* Texto de lectura:
_____

Cerrado el
año 2022, en el ámbito de la seguridad ha quedado instalada una situación muy
severa. Hay razones de base que se mantienen: los delitos (sobre todo, los más
graves) y sus dinámicas han recobrado el perfil prepandémico. Los homicidios
crecieron cerca de un 30 por ciento y, si nos ponemos un poco solemnes, podemos
afirmar que tuvimos uno de los años con más asesinatos en la historia moderna
del país. El número de personas privadas de libertad sigue aumentando y el
panorama en amplias zonas del sistema penitenciario es crítico. En definitiva,
la vigilancia selectiva, el control aleatorio y el encierro como primer recurso
operan como verdaderos aceleradores de los problemas de fondo.
Se ratificó
la Ley de Urgente Consideración por un ajustado margen, hay una priorización
discursiva en el fenómeno del microtráfico de drogas, pero fundamentalmente hay
una inercia de una política que es incapaz de sustentarse en algo firme y de
mover algunos límites de lo que ya se conoce. A lo sumo, en las inmediaciones
del propio desastre, se anima a escuchar alguna voz extranjera que ha dicho
que, en el estado de Texas, han tenido que parar y revertir la tendencia a
promover la privación de la libertad como recurso eficaz para contener el
delito. A su vez, en el final del tercer año de gobierno, se descubre que sería
importante tener una estrategia integral de prevención y se convoca a un
diálogo técnico, en el que casi nadie cree.
Esa
política ha tenido ejecutores e intérpretes, muchos de ellos cuestionados por
sus manejos arbitrarios, en particular dentro de la interna policial. Una vez
que asumió el nuevo gobierno, hubo una redistribución de poder en favor de los
sectores más conservadores y eso obstaculizó algunos procesos de transformación
que se orientaban en una dirección más profesionalizante. Un mando político sin
liderazgo y sin ideas se subordinó al criterio policial, y entre ambos
sostienen acuerdos de intereses que están muy lejos de solidificar una política
pública ambiciosa. Por si fuera poco, las aventuras del exjefe de la custodia
del presidente involucran a varios altos cargos de la Policía.
Por otra
parte, las rutinas para administrar la información sobre denuncias de delitos
han quedado sometidas a nuevos criterios discrecionales. No hay demasiado
margen de credibilidad para amortiguar las dudas sobre cómo se contabilizan
esas denuncias. La evidencia que el gobierno aporta para demostrar sus éxitos
en materia de gestión de la seguridad debe ser enfáticamente cuestionada y, en
la misma dirección, es necesario exigir la institucionalización de mecanismos
válidos y confiables para evaluar la política sectorial.

_____

* Bloque de datos:
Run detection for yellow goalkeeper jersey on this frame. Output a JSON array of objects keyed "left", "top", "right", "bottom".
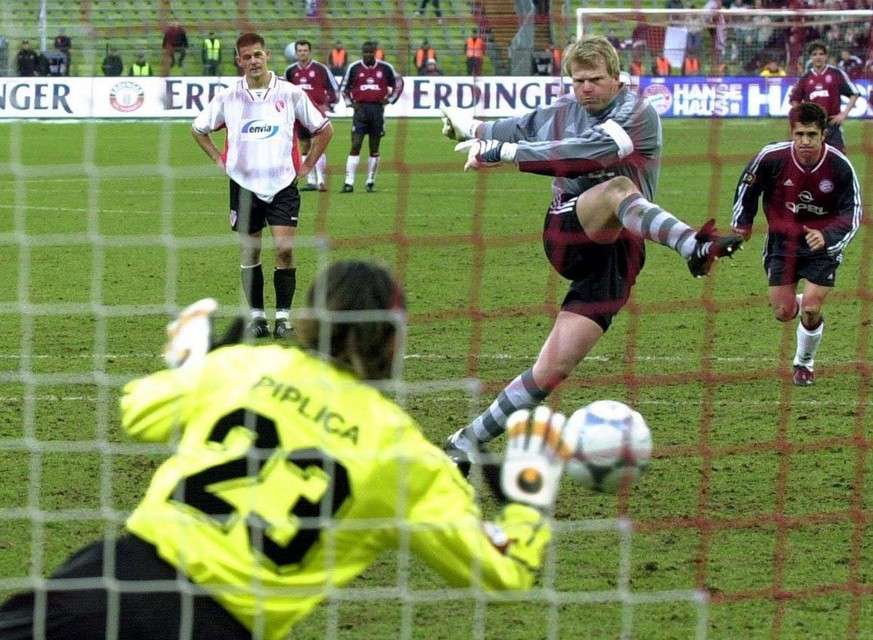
[{"left": 121, "top": 345, "right": 550, "bottom": 639}]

_____

* Consigna 1: Según el texto de lectura, ¿qué obstaculizó algunos procesos de transformación que se orientaban en una dirección más profesionalizante? Explícalo en una a tres oraciones.
* Consigna 2: De acuerdo con el texto de lectura, ¿cuánto crecieron los homicidios?
* Consigna 3: Reescribe el fragmento del texto de lectura empezando por "Se ratificó" y siguiendo hasta "casi nadie cree.", con "estrategia integral" cambiado por "estrategia amplia".

* Respuesta 1: Los obstaculizó la redistribución de poder en favor de los sectores más conservadores que hubo una vez que asumió el nuevo gobierno.

* Respuesta 2: Crecieron cerca de un 30 por ciento.

* Respuesta 3:
Se ratificó
la Ley de Urgente Consideración por un ajustado margen, hay una priorización
discursiva en el fenómeno del microtráfico de drogas, pero fundamentalmente hay
una inercia de una política que es incapaz de sustentarse en algo firme y de
mover algunos límites de lo que ya se conoce. A lo sumo, en las inmediaciones
del propio desastre, se anima a escuchar alguna voz extranjera que ha dicho
que, en el estado de Texas, han tenido que parar y revertir la tendencia a
promover la privación de la libertad como recurso eficaz para contener el
delito. A su vez, en el final del tercer año de gobierno, se descubre que sería
importante tener una estrategia amplia de prevención y se convoca a un
diálogo técnico, en el que casi nadie cree.